◆ Aim ◆
From the listing below, give the lines between the one holding "FIND: white cloud" and the one holding "[0,2,1200,462]", inclusive, as a JSON list of strings, one string per line. Leave out any blank lines.

— Begin Record excerpts —

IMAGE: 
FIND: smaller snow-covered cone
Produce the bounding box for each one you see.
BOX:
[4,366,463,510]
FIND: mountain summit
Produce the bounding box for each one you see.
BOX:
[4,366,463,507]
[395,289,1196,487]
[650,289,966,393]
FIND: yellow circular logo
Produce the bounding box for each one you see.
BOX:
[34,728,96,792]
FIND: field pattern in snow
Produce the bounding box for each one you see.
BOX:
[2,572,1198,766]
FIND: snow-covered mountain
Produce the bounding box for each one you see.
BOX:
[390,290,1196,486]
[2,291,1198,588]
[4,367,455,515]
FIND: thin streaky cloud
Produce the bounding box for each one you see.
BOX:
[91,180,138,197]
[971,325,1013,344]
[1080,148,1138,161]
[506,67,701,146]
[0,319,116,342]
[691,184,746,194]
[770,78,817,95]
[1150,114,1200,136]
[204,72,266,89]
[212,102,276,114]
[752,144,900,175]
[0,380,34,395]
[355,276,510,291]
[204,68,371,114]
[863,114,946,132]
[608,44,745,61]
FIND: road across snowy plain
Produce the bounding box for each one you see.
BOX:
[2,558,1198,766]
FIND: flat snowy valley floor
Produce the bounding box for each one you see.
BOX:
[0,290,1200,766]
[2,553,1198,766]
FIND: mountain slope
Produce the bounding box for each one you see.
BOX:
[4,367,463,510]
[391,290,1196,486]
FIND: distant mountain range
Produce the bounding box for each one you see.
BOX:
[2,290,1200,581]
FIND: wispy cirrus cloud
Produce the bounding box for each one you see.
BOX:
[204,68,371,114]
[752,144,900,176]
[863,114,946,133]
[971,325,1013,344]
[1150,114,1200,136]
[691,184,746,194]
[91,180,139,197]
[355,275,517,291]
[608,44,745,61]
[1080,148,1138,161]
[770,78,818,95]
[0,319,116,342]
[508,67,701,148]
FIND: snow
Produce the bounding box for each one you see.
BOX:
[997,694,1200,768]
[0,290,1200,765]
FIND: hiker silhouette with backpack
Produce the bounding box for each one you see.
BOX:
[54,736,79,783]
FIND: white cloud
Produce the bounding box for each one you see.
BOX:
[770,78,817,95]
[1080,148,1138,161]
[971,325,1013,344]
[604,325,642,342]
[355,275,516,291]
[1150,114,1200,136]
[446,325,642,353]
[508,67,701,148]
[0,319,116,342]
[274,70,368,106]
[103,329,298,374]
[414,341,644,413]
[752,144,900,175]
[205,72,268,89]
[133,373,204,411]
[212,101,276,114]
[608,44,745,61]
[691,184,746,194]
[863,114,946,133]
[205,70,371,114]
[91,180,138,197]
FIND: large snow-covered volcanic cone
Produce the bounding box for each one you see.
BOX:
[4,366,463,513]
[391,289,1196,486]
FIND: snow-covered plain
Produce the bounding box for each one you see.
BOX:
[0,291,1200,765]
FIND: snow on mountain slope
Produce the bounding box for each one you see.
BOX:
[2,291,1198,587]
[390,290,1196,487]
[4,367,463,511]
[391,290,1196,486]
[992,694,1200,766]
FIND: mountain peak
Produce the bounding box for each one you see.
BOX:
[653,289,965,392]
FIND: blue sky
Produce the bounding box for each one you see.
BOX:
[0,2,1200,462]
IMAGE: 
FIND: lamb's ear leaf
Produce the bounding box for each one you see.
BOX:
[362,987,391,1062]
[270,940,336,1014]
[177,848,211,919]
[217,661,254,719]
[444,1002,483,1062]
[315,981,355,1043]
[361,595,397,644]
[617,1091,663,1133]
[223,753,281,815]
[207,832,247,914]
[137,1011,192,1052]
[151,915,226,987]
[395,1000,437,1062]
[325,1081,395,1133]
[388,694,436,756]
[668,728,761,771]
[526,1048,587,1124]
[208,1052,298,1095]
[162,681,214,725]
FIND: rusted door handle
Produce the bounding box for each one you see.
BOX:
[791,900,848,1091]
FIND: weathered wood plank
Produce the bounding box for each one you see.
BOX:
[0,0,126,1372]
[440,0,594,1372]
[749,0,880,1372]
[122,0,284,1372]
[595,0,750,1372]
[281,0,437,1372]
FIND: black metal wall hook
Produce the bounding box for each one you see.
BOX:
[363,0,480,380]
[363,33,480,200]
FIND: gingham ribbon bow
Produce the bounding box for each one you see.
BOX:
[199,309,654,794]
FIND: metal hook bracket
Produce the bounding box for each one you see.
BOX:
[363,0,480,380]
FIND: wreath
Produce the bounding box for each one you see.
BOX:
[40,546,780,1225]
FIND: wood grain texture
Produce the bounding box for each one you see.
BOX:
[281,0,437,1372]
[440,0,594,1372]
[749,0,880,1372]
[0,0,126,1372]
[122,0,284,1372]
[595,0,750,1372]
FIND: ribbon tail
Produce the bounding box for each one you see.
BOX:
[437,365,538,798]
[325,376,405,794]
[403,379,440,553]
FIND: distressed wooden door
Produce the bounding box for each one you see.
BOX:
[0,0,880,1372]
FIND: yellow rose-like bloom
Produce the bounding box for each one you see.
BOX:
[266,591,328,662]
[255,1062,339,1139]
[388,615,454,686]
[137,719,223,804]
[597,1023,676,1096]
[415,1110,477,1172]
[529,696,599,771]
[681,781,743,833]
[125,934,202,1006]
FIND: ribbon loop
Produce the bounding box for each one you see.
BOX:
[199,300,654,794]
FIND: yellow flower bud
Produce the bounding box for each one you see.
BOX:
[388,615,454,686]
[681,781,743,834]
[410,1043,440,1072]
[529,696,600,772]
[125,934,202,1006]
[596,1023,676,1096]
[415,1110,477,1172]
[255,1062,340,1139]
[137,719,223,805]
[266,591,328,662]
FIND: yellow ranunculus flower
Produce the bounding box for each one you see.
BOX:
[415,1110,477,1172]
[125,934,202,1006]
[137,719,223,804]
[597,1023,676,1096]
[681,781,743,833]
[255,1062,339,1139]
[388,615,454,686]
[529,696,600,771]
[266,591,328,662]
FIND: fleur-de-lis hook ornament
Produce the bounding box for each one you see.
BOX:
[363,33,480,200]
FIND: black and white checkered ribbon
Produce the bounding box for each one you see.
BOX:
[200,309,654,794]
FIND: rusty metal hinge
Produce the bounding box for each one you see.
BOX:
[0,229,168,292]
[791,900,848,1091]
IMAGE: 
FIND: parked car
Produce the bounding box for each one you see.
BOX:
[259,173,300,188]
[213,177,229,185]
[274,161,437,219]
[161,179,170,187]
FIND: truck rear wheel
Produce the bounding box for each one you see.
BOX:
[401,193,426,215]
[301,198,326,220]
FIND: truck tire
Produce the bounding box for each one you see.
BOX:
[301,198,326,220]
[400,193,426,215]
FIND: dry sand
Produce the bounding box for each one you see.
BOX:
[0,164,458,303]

— End Record excerpts —

◆ Solution below ◆
[
  "FIND: white cloud",
  "Produce the bounding box for each one you see.",
  "BOX:",
  "[770,78,817,95]",
  "[1080,148,1138,161]",
  "[971,325,1013,344]",
  "[604,325,642,342]",
  "[355,275,516,291]",
  "[1150,114,1200,136]",
  "[446,325,642,353]",
  "[508,67,701,148]",
  "[0,319,116,342]",
  "[274,70,368,106]",
  "[103,329,298,374]",
  "[414,341,644,413]",
  "[752,144,900,175]",
  "[205,72,268,89]",
  "[133,373,204,411]",
  "[212,101,276,114]",
  "[608,44,745,61]",
  "[691,184,746,194]",
  "[863,114,946,133]",
  "[205,70,371,114]",
  "[91,180,138,197]",
  "FIND: large snow-covered volcanic cone",
  "Produce the bounding box for each one you see.",
  "BOX:",
  "[4,366,463,513]",
  "[391,289,1196,486]",
  "FIND: snow-covered plain",
  "Produce the bounding box for each one you see.",
  "BOX:",
  "[0,291,1200,765]",
  "FIND: snow on mountain slope",
  "Produce the bounding box for each one you see.",
  "BOX:",
  "[2,291,1198,587]",
  "[390,290,1196,487]",
  "[4,367,463,511]",
  "[391,290,1196,486]",
  "[992,694,1200,766]",
  "FIND: mountain peak",
  "Produce the bounding box for each one you see.",
  "BOX:",
  "[653,289,965,392]",
  "FIND: blue sky",
  "Produce the bounding box for each one you see.",
  "BOX:",
  "[0,2,1200,462]"
]